**Work task:** Below is a listing from which only part is wanted; return exactly the lines from the one with "Target: wet mud" up to and including the one with "Would you kindly pick out the young".

**Record extracts:**
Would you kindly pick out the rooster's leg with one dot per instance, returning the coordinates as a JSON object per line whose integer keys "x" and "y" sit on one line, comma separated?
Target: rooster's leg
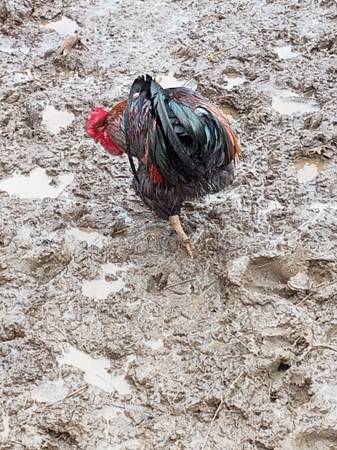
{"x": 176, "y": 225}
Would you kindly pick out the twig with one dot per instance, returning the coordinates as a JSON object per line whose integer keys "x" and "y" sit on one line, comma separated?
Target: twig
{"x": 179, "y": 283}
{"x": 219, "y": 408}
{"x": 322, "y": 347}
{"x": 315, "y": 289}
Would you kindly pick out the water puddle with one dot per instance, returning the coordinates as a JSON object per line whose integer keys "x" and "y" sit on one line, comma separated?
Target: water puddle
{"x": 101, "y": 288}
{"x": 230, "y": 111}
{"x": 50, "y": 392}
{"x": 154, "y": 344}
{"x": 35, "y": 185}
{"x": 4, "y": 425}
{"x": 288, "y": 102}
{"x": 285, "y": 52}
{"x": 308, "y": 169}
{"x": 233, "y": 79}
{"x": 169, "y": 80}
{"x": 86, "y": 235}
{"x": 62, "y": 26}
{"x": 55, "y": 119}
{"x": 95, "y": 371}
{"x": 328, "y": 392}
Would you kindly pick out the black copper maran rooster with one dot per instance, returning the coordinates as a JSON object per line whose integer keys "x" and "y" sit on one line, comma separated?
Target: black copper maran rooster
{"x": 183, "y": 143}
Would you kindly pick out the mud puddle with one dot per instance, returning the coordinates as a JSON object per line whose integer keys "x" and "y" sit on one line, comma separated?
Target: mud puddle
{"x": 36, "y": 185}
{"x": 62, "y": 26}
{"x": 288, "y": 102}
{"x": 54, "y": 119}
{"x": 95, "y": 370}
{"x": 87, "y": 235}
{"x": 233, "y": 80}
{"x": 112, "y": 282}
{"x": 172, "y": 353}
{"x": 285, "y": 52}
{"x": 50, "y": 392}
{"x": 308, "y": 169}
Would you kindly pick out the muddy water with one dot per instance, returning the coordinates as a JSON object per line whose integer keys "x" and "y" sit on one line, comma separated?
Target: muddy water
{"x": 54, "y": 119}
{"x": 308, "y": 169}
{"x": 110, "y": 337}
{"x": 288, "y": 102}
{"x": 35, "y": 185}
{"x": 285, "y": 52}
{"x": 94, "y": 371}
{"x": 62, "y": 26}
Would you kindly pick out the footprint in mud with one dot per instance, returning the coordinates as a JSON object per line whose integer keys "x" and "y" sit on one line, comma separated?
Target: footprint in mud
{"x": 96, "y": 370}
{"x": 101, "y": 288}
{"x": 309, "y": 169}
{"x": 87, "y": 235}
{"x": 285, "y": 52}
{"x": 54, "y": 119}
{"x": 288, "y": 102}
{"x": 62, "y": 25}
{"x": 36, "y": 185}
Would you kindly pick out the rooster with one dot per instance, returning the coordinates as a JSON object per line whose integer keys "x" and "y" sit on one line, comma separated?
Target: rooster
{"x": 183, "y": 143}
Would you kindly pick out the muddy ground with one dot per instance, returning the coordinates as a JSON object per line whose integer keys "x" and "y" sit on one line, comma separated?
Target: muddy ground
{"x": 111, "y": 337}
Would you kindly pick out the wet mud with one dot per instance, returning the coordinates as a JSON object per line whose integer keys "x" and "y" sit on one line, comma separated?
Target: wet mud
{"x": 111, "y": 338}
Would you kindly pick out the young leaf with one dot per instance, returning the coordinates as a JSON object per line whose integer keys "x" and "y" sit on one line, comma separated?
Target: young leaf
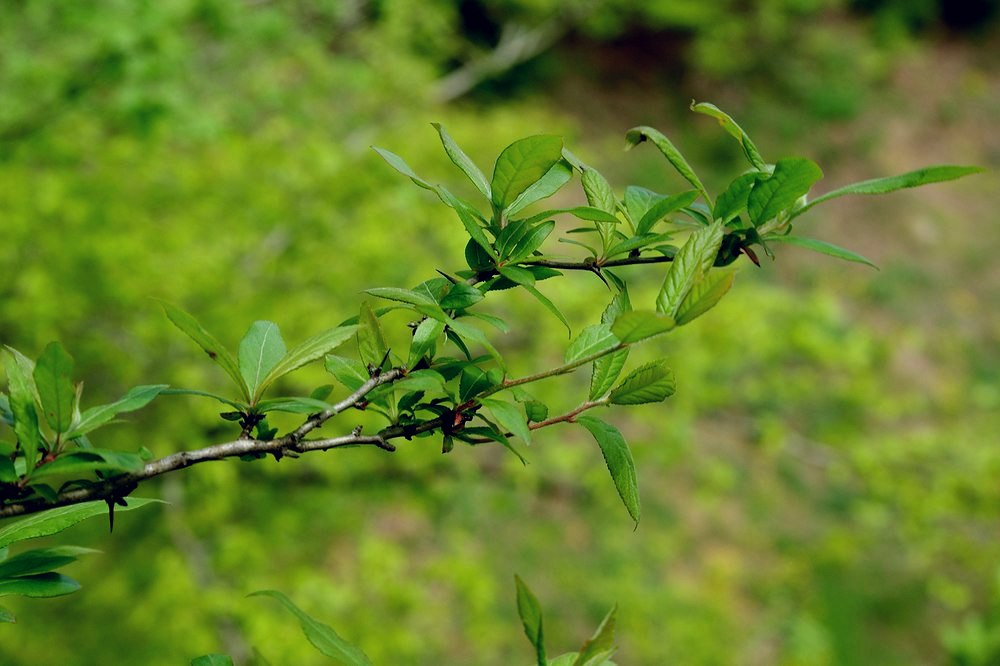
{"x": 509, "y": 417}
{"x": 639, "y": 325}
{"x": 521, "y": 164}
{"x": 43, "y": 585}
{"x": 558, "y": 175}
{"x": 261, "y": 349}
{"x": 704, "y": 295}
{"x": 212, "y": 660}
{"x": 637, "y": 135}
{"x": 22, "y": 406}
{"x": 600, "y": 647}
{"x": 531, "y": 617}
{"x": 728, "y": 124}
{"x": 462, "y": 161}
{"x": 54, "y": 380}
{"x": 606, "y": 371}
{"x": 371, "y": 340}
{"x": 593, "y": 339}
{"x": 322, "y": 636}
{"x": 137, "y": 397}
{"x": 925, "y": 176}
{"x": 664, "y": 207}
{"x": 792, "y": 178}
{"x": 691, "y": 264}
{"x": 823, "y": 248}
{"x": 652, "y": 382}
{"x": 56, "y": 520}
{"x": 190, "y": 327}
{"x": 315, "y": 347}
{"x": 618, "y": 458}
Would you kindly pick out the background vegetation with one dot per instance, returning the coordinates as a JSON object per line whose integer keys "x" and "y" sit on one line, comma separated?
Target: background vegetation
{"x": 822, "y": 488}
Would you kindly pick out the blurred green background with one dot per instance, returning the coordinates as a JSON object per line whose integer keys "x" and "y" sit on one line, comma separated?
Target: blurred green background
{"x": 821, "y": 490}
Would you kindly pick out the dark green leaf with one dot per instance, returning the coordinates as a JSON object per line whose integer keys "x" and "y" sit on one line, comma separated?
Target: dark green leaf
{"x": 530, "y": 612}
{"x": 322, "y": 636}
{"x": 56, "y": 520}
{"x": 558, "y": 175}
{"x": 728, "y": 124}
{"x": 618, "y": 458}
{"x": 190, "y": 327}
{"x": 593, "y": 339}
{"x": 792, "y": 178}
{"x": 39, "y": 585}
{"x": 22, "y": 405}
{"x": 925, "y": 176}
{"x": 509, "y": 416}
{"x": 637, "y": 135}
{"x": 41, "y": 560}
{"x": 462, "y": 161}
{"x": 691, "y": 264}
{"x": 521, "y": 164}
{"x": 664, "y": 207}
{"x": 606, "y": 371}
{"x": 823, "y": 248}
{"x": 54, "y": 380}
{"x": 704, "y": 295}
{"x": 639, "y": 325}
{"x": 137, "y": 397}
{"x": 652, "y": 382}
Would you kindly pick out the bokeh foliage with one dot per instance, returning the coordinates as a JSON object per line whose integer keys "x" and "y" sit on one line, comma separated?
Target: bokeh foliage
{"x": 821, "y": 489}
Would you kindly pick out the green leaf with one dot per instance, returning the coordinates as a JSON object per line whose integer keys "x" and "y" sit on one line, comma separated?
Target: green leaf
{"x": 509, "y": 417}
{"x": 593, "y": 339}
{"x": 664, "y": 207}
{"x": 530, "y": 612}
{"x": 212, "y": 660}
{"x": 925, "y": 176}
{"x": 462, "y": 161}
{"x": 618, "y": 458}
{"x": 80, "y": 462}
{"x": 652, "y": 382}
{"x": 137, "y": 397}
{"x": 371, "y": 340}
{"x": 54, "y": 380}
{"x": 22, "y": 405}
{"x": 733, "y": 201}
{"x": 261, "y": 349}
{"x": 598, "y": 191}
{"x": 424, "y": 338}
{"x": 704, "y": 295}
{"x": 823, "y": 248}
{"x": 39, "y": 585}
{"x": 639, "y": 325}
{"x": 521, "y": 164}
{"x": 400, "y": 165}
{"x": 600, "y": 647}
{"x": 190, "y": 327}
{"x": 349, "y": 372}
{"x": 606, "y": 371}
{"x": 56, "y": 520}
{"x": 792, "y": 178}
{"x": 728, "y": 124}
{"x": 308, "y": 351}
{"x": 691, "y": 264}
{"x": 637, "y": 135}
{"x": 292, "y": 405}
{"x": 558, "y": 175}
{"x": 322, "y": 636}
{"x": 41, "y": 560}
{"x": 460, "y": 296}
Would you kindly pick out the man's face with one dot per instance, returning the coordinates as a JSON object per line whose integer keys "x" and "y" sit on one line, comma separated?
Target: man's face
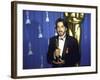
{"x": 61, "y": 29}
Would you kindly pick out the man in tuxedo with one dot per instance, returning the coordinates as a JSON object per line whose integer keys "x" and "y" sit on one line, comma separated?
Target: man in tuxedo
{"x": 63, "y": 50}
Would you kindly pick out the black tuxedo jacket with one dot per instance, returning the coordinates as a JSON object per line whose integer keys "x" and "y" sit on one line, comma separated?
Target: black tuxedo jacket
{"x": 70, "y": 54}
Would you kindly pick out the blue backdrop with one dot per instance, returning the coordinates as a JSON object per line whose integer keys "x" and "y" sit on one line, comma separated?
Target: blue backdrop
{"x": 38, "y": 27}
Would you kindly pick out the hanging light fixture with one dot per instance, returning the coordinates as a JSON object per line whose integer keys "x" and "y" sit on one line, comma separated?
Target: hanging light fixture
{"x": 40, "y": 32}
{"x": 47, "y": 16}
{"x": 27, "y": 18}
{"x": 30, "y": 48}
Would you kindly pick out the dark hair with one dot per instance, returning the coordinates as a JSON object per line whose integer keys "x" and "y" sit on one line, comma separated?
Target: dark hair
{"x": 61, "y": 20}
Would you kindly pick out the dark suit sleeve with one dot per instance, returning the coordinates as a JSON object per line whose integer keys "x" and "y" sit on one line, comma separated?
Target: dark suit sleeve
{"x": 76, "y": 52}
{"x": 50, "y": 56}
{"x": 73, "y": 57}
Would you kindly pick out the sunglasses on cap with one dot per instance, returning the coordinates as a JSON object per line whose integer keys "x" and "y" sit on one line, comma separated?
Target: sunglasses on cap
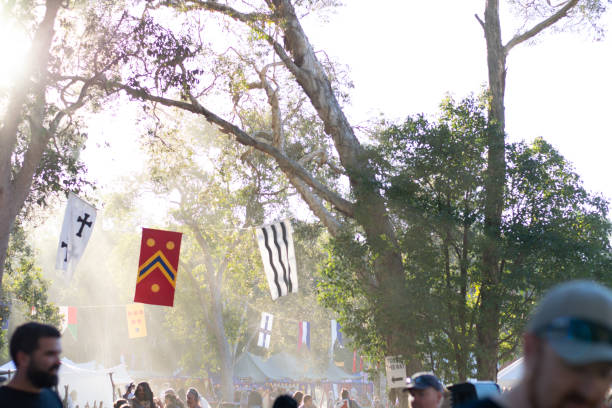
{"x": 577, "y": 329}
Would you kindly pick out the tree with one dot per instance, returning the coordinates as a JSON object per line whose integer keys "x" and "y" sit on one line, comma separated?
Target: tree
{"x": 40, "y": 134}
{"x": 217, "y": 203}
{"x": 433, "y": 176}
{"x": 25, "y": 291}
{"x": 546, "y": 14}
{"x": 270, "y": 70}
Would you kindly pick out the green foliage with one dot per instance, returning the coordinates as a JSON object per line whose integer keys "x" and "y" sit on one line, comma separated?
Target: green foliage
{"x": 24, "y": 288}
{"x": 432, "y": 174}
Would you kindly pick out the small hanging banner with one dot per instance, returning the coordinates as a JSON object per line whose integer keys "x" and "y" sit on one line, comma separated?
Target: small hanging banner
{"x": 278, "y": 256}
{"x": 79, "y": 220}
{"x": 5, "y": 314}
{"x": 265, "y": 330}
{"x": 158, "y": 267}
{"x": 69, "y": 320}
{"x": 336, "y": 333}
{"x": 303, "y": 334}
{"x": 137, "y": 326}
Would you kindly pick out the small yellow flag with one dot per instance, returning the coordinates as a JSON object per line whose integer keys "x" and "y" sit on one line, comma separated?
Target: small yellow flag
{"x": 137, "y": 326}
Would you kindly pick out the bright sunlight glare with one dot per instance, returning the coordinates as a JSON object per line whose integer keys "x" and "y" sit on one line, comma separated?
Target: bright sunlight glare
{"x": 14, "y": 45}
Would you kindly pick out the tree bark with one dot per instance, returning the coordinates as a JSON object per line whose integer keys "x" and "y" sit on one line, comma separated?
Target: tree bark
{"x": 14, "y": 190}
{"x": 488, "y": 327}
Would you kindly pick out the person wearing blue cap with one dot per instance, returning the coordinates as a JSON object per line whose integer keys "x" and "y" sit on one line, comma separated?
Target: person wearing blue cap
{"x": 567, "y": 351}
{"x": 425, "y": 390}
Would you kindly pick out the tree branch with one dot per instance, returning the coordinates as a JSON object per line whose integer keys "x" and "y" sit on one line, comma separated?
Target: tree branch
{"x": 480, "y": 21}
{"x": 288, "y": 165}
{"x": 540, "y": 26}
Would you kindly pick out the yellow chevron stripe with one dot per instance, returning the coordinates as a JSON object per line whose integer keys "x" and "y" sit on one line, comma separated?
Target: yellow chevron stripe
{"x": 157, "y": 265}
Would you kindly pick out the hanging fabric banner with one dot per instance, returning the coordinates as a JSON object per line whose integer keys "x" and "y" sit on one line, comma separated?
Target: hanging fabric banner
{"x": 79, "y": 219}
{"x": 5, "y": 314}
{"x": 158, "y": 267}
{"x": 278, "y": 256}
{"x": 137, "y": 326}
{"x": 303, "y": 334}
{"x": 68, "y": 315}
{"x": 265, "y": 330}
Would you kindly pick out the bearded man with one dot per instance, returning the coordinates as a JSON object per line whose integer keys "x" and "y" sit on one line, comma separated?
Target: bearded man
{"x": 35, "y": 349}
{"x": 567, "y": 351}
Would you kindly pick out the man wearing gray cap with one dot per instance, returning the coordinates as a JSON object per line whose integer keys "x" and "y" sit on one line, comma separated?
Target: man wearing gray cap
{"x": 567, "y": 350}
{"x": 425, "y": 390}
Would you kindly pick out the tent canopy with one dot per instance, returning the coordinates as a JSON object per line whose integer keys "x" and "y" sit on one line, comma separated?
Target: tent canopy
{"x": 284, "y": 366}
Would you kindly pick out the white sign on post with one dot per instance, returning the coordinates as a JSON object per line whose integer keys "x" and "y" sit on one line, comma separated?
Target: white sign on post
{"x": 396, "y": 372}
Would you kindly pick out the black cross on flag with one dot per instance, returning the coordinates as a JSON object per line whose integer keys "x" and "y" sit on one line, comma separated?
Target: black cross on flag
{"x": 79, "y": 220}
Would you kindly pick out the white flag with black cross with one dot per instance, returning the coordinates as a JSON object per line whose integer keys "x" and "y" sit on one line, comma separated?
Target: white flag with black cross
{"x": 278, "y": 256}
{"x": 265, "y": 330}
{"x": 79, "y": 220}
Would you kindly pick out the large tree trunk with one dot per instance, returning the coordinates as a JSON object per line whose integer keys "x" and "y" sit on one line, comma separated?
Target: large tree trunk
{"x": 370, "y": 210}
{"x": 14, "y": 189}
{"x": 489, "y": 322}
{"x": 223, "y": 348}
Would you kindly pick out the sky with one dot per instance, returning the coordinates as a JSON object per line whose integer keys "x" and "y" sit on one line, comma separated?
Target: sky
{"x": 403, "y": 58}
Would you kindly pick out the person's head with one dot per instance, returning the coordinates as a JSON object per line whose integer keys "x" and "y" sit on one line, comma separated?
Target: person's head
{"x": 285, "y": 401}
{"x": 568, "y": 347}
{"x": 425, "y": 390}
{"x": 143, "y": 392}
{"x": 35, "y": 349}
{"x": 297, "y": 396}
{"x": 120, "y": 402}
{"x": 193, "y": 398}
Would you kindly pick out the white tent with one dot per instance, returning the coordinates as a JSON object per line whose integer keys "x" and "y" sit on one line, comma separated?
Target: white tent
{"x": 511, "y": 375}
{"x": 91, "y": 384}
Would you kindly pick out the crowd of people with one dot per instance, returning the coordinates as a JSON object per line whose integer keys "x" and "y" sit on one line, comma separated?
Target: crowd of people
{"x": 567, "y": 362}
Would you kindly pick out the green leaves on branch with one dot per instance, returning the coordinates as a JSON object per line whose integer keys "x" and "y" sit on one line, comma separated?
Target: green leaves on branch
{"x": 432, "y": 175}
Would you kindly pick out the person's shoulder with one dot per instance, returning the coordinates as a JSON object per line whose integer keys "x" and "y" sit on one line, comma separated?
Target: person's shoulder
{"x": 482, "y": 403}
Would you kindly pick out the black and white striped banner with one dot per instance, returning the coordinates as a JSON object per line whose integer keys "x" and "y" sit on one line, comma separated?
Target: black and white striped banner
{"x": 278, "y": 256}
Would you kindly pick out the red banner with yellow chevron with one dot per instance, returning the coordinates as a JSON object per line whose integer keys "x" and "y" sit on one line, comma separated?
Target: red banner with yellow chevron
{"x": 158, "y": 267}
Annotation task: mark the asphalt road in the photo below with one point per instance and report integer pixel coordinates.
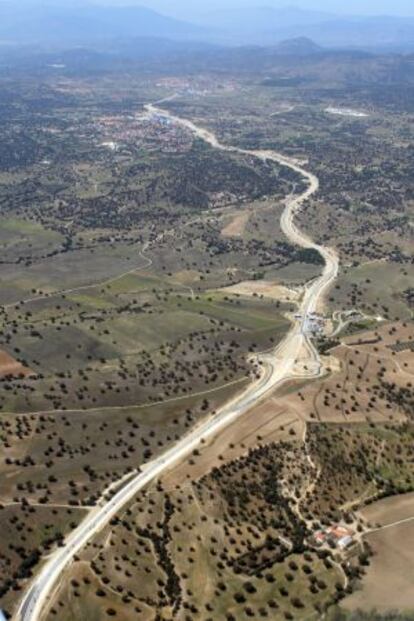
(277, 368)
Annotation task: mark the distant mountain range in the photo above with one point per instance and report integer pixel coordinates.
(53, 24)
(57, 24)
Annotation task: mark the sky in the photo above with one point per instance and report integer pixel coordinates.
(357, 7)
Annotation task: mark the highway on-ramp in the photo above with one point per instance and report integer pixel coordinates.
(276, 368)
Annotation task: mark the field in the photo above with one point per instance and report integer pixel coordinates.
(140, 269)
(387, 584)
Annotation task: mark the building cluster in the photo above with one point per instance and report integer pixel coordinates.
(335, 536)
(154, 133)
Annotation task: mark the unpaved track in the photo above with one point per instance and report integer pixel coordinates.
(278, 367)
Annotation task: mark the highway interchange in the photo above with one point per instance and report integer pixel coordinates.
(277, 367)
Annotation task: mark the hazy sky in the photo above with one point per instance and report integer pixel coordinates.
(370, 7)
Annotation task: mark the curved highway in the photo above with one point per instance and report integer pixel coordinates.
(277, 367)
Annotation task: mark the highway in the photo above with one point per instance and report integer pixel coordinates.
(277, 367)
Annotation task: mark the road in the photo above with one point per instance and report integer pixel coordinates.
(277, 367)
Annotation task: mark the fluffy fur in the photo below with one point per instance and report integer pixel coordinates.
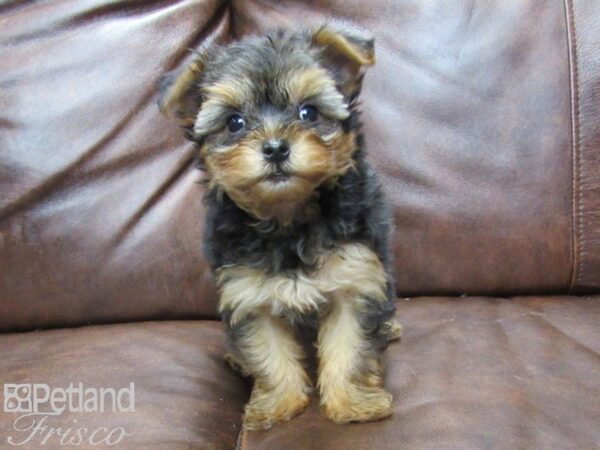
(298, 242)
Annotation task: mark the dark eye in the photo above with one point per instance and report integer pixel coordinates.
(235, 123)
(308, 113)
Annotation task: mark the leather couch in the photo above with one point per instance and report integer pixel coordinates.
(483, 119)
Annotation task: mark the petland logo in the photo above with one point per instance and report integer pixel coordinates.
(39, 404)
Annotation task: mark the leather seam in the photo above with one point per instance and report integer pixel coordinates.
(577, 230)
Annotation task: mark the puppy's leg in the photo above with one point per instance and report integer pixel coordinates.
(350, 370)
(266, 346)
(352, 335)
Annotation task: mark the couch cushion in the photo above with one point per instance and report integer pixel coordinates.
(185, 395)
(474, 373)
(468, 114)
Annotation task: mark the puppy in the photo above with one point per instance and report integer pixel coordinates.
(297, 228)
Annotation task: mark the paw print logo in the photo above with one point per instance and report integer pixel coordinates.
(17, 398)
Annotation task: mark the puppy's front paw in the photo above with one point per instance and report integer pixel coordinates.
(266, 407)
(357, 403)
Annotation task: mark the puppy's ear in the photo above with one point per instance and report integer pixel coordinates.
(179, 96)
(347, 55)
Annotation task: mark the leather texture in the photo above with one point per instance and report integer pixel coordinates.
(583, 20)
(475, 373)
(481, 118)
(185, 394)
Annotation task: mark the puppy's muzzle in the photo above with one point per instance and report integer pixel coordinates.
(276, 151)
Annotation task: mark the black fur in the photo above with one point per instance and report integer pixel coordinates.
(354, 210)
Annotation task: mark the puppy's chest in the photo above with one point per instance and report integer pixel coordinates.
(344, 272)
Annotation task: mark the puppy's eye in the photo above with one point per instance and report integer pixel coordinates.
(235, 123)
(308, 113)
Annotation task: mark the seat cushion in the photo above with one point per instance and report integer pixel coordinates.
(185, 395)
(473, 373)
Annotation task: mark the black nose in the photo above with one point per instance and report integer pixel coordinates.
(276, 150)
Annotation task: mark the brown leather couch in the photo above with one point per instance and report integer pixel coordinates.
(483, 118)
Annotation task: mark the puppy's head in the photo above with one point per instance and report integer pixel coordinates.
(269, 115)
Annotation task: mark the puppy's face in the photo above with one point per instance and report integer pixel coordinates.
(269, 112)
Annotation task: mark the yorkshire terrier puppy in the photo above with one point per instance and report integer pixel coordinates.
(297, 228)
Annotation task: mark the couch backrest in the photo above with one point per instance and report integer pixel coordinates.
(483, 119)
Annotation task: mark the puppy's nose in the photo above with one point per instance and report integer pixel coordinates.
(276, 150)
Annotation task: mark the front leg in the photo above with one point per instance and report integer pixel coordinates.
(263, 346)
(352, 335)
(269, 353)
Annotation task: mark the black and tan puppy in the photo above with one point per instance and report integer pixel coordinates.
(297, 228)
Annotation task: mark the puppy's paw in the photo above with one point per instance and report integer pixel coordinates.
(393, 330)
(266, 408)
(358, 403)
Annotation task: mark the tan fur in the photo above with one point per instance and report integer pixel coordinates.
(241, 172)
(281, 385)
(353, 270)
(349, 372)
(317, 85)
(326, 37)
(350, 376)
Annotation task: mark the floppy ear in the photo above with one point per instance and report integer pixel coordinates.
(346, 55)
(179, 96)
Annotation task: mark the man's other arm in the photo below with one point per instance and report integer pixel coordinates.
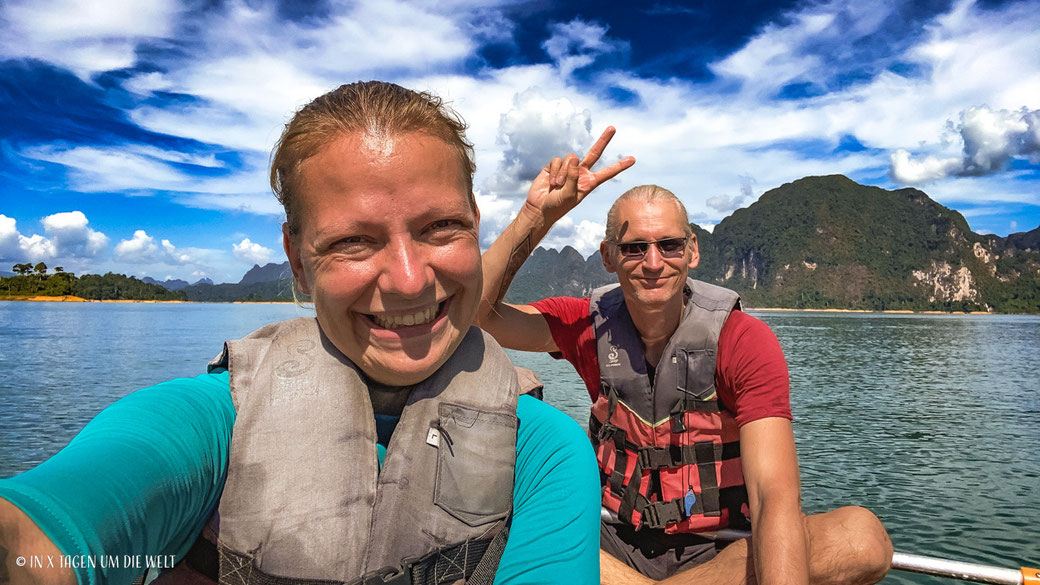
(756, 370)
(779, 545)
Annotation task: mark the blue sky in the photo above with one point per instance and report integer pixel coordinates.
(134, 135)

**Response:**
Target: wet mud
{"x": 111, "y": 338}
Would you kindly pick out the young leaf with one dot per instance, returning the coordinates as a JSON object per line whose integer keys "x" and "y" sit on one line, comma separated?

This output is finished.